Material for this task:
/---
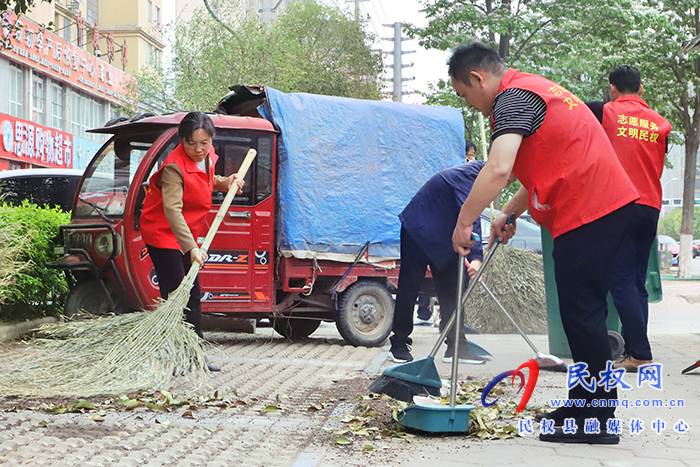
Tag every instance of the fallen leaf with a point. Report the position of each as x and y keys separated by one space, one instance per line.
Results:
x=343 y=441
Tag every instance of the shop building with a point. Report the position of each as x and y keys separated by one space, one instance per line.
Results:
x=61 y=82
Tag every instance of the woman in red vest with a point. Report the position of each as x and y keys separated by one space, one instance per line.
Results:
x=176 y=206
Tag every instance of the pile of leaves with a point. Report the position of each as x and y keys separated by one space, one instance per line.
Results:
x=516 y=278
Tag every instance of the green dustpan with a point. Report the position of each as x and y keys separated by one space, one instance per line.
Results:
x=421 y=372
x=436 y=418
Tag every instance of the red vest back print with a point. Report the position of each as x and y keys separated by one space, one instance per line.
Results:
x=196 y=200
x=638 y=135
x=568 y=166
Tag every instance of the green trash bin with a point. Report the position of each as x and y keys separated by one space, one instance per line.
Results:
x=558 y=344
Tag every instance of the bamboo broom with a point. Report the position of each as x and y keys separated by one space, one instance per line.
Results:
x=156 y=349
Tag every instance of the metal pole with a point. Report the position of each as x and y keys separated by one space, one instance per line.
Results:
x=398 y=82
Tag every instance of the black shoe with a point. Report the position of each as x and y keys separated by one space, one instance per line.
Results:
x=580 y=437
x=401 y=353
x=465 y=355
x=558 y=415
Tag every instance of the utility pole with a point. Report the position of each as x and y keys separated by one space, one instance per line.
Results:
x=398 y=53
x=267 y=9
x=357 y=8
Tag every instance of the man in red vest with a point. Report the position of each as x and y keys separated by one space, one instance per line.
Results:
x=575 y=186
x=639 y=137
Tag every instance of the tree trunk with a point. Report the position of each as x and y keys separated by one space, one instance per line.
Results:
x=685 y=255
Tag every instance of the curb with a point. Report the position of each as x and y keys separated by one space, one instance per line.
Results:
x=14 y=331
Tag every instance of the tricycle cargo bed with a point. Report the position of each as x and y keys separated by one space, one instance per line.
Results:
x=348 y=167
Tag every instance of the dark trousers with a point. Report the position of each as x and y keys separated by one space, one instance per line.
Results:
x=628 y=286
x=583 y=261
x=171 y=268
x=424 y=311
x=414 y=264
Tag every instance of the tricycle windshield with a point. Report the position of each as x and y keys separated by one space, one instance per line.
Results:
x=107 y=179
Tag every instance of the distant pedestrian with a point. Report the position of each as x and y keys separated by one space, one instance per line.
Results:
x=639 y=137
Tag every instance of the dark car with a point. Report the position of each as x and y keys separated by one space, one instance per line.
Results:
x=527 y=235
x=53 y=187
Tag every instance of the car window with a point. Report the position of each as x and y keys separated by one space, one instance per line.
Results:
x=108 y=177
x=42 y=190
x=232 y=147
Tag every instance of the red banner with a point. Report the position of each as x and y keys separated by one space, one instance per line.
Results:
x=49 y=54
x=26 y=141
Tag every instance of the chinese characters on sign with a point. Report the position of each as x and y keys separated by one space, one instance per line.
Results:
x=51 y=55
x=637 y=128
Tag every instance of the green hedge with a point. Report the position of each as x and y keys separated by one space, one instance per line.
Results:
x=38 y=291
x=670 y=224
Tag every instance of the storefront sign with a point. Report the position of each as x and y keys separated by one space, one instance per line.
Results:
x=25 y=141
x=47 y=53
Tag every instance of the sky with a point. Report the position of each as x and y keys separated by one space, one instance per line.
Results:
x=429 y=65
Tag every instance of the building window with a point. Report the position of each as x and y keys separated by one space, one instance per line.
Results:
x=66 y=29
x=38 y=99
x=57 y=105
x=85 y=112
x=16 y=90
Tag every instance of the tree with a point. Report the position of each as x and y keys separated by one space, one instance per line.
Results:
x=672 y=86
x=311 y=47
x=576 y=43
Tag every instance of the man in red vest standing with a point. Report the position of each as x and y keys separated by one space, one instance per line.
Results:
x=575 y=186
x=639 y=137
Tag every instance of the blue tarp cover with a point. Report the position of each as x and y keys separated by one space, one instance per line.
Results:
x=348 y=167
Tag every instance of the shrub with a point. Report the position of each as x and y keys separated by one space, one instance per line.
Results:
x=35 y=291
x=670 y=224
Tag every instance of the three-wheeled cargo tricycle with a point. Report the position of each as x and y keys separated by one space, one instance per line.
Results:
x=315 y=234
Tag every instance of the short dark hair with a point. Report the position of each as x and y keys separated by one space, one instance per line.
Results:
x=194 y=121
x=627 y=79
x=474 y=56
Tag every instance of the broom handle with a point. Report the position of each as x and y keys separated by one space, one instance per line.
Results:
x=242 y=171
x=470 y=287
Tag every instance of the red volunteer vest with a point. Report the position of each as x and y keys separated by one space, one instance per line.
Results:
x=568 y=166
x=638 y=135
x=196 y=200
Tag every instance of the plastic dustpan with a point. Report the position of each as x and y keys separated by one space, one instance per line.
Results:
x=421 y=372
x=436 y=418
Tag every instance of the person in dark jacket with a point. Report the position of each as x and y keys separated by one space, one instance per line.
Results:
x=427 y=223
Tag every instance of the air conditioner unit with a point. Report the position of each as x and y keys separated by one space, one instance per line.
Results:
x=73 y=7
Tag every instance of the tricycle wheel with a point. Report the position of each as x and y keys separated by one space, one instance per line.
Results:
x=295 y=328
x=87 y=297
x=365 y=314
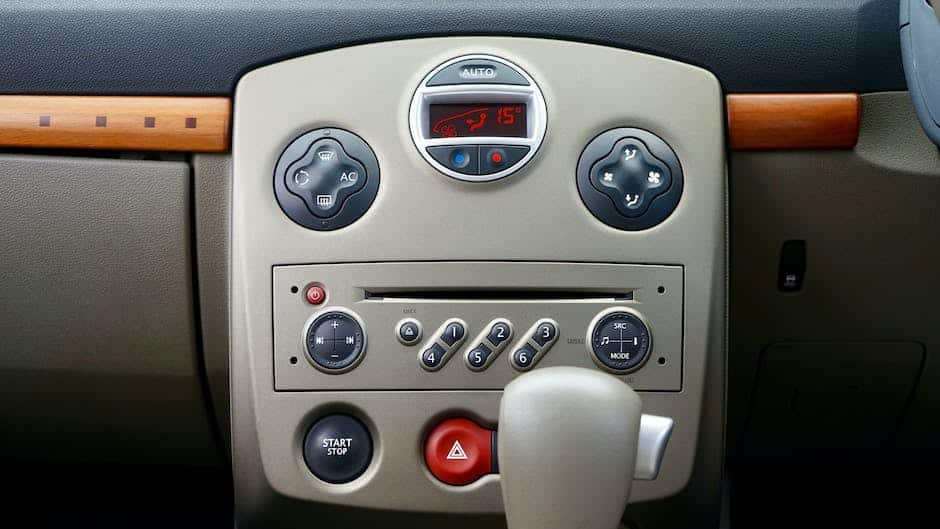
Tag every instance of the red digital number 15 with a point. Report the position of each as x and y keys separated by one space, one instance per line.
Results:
x=507 y=115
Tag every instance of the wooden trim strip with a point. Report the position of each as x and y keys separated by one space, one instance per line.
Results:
x=139 y=123
x=202 y=124
x=793 y=121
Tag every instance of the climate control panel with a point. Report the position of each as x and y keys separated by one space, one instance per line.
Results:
x=393 y=326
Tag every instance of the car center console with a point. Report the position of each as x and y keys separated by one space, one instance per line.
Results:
x=417 y=223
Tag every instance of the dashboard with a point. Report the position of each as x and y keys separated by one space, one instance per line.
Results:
x=498 y=267
x=484 y=264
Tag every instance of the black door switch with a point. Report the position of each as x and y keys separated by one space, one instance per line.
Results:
x=792 y=270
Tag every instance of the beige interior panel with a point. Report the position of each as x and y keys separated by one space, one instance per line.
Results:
x=535 y=215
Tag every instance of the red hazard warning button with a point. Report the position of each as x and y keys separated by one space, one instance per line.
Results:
x=459 y=451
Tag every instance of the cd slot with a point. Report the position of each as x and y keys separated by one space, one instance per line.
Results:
x=497 y=295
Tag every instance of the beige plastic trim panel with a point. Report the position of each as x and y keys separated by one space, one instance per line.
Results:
x=420 y=215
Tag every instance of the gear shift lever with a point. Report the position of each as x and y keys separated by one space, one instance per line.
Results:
x=567 y=446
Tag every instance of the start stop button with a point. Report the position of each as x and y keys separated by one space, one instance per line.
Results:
x=338 y=448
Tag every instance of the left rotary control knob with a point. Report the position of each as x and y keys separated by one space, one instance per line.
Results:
x=326 y=179
x=335 y=340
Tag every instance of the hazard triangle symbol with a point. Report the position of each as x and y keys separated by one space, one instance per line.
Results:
x=456 y=452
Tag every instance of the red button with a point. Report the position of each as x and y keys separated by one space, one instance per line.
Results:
x=459 y=451
x=315 y=295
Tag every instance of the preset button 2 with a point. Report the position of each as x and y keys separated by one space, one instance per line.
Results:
x=488 y=344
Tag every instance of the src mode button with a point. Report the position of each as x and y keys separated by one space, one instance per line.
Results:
x=619 y=340
x=477 y=71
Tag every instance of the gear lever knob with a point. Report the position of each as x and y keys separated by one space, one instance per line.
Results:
x=567 y=448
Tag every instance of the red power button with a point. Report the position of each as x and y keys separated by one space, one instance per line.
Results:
x=459 y=451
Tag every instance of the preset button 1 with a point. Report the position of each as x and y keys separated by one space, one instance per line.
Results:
x=442 y=344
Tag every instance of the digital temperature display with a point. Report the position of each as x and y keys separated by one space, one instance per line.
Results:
x=477 y=119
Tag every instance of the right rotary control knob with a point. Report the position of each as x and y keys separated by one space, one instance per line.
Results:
x=629 y=179
x=619 y=340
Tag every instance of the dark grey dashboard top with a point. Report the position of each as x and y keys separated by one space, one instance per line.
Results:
x=203 y=47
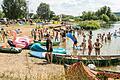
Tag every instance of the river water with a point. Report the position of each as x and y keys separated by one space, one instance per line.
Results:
x=109 y=48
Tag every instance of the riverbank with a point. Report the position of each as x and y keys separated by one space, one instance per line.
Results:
x=22 y=67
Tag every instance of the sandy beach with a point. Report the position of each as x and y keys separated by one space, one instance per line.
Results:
x=22 y=67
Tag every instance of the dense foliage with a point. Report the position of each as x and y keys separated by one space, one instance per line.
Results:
x=1 y=14
x=103 y=13
x=90 y=24
x=14 y=9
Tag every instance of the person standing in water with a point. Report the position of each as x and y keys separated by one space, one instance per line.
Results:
x=56 y=36
x=75 y=42
x=97 y=45
x=49 y=50
x=3 y=34
x=90 y=47
x=109 y=36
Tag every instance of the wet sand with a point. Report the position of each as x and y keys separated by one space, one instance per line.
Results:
x=22 y=67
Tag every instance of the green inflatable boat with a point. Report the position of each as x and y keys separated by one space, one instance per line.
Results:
x=10 y=50
x=43 y=43
x=97 y=60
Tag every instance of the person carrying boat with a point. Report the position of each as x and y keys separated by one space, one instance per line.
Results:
x=90 y=47
x=49 y=50
x=97 y=45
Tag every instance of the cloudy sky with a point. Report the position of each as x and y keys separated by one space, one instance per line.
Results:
x=74 y=7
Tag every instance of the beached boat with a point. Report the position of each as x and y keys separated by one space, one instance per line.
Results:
x=43 y=43
x=97 y=60
x=40 y=55
x=10 y=50
x=78 y=71
x=39 y=48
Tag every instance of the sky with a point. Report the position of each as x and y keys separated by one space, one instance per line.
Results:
x=74 y=7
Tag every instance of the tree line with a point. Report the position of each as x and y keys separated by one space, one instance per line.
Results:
x=15 y=9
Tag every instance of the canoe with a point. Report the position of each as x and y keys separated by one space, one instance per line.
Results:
x=43 y=43
x=88 y=74
x=40 y=55
x=39 y=48
x=10 y=50
x=97 y=60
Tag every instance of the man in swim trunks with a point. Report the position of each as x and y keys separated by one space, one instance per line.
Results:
x=97 y=45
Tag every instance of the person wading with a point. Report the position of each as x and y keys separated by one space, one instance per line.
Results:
x=90 y=47
x=97 y=45
x=49 y=50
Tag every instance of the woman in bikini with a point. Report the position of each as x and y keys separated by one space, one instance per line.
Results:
x=90 y=47
x=97 y=45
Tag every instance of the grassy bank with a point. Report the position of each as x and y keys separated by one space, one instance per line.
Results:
x=93 y=24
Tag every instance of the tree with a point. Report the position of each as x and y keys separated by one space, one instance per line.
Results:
x=43 y=11
x=14 y=9
x=1 y=14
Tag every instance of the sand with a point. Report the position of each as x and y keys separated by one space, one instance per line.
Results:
x=23 y=67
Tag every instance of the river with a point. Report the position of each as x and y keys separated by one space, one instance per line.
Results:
x=109 y=48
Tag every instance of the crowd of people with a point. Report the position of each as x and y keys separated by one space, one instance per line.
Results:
x=86 y=43
x=59 y=34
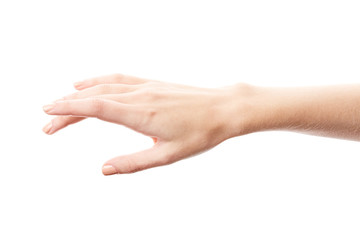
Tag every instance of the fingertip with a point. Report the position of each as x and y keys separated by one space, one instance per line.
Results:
x=47 y=128
x=79 y=85
x=108 y=170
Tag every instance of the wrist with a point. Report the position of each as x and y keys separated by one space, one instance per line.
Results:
x=256 y=109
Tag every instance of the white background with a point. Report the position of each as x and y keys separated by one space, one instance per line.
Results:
x=273 y=185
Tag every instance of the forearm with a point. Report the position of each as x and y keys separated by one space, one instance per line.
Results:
x=332 y=111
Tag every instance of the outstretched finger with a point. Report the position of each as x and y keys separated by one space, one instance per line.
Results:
x=103 y=109
x=60 y=122
x=110 y=79
x=158 y=155
x=102 y=89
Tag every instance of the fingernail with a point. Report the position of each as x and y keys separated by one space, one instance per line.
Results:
x=48 y=107
x=60 y=99
x=47 y=128
x=77 y=84
x=108 y=170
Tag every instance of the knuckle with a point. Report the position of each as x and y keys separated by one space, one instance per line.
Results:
x=97 y=106
x=102 y=88
x=118 y=76
x=150 y=94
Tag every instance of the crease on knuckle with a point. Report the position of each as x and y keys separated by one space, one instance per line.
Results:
x=97 y=106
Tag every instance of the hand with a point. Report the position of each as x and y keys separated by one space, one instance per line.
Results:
x=182 y=120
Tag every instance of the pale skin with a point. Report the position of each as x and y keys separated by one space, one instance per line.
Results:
x=184 y=121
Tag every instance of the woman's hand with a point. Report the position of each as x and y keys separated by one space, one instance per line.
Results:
x=182 y=120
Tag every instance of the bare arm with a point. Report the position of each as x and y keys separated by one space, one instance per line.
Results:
x=332 y=111
x=184 y=120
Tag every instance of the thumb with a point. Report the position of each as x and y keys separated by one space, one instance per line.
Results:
x=158 y=155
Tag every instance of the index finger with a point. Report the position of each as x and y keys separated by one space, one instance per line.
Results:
x=110 y=79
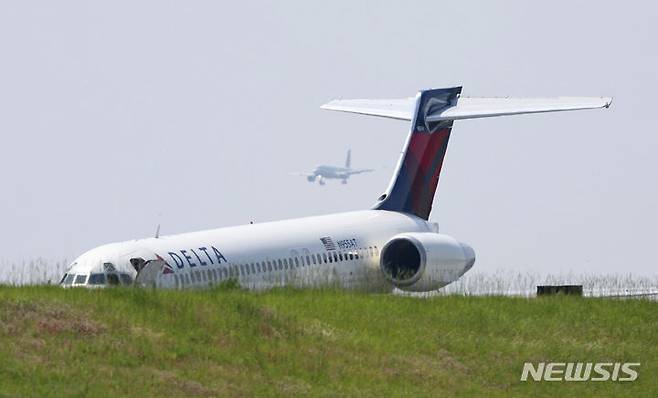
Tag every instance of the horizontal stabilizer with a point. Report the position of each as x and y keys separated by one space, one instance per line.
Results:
x=468 y=107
\---
Instructions for the task:
Output nothing but the lines from the line with "Tag every instance of the pale" through the last line of the material above, please, word for word and without the pictures.

Solution to the exercise:
Tag every instance of the pale skin with a point. Report the position of each as x and y keys separated by one space, one instance per line.
Results:
x=184 y=121
Tag every instance of the woman's hand with a point. Report the position of each as x and y keys separated by one space, one instance per line.
Results:
x=182 y=120
Tag every instance of the bare arm with a point. Report the position of each as x and y keys separated by one space, one instance per line.
Results:
x=332 y=111
x=184 y=120
Tag every instance of the thumb with a point. Report the position of each as x and y keys separated by one space, one instance per line.
Results:
x=158 y=155
Tag every instance of the index finger with a point. Report the position of each as x and y keys separated by one space, one instance per line.
Results:
x=110 y=79
Tag every instance of the horizontal stabilizer with a point. Report the position of each as x and y keys separated by one space, one instance per line.
Results:
x=468 y=107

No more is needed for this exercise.